◆ **EXERCISE REQUIREMENTS**:
Rewrite as a numbered list the stretch of rows below that opens with the line containing "any billboard frame" and closes with the line containing "[[0, 332, 521, 519]]", with both of those lines included. Leave out blank lines and everything outside that stretch.

━━━━━ PROVIDED INFORMATION ━━━━━

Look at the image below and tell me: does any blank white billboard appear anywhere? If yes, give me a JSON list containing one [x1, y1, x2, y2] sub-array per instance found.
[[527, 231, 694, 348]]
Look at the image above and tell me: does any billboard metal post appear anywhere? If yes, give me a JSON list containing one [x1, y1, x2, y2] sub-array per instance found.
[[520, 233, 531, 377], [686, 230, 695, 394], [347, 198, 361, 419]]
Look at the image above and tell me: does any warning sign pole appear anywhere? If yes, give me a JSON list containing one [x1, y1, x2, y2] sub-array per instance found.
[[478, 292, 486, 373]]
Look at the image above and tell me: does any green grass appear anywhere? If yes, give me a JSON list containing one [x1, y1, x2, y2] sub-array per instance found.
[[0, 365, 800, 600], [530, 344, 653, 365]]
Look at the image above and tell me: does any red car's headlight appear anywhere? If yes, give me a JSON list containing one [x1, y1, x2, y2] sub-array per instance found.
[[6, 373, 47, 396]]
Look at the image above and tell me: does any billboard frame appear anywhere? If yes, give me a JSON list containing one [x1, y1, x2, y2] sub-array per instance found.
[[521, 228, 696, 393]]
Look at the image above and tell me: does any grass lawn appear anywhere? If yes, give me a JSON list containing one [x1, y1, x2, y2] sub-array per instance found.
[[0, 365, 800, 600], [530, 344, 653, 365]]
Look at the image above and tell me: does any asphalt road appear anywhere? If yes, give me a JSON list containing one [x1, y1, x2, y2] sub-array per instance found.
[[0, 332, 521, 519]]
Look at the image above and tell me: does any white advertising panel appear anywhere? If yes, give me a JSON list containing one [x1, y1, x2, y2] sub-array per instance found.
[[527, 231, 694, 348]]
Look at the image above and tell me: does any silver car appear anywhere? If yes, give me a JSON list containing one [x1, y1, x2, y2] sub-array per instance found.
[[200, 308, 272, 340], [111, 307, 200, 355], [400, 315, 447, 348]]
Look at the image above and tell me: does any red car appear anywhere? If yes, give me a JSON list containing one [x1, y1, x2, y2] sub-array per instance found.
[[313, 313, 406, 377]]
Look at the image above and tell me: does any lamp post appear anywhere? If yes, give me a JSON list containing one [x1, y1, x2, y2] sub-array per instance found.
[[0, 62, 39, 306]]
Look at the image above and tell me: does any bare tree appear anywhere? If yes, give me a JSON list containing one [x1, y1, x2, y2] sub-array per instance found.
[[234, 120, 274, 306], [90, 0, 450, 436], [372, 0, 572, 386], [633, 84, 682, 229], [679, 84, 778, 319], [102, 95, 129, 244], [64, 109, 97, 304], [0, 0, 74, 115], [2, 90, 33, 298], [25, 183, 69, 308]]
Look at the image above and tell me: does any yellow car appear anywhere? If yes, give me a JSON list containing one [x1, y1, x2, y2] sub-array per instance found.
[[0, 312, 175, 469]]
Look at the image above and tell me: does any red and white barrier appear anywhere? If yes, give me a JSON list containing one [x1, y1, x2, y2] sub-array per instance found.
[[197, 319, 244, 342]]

━━━━━

◆ **COMPLETED TASK**:
1. Look at the image above and tell me: does any billboard frame appear anywhere? If yes, give me a JSON list containing one [x1, y1, x2, y2] sub-array per instance found.
2. [[521, 228, 696, 393]]
3. Look at the image above and tell me: does any grass lawn appear anywhere? If yes, give me a JSON list containing one [x1, y1, x2, y2] sub-array per instance found.
4. [[0, 365, 800, 600], [530, 344, 653, 365]]
5. Look at the image above and tell me: does any asphalt road appear anywhere? If yes, give me a JSON list containing one [x1, y1, x2, y2] sub-array per instance found.
6. [[0, 332, 521, 519]]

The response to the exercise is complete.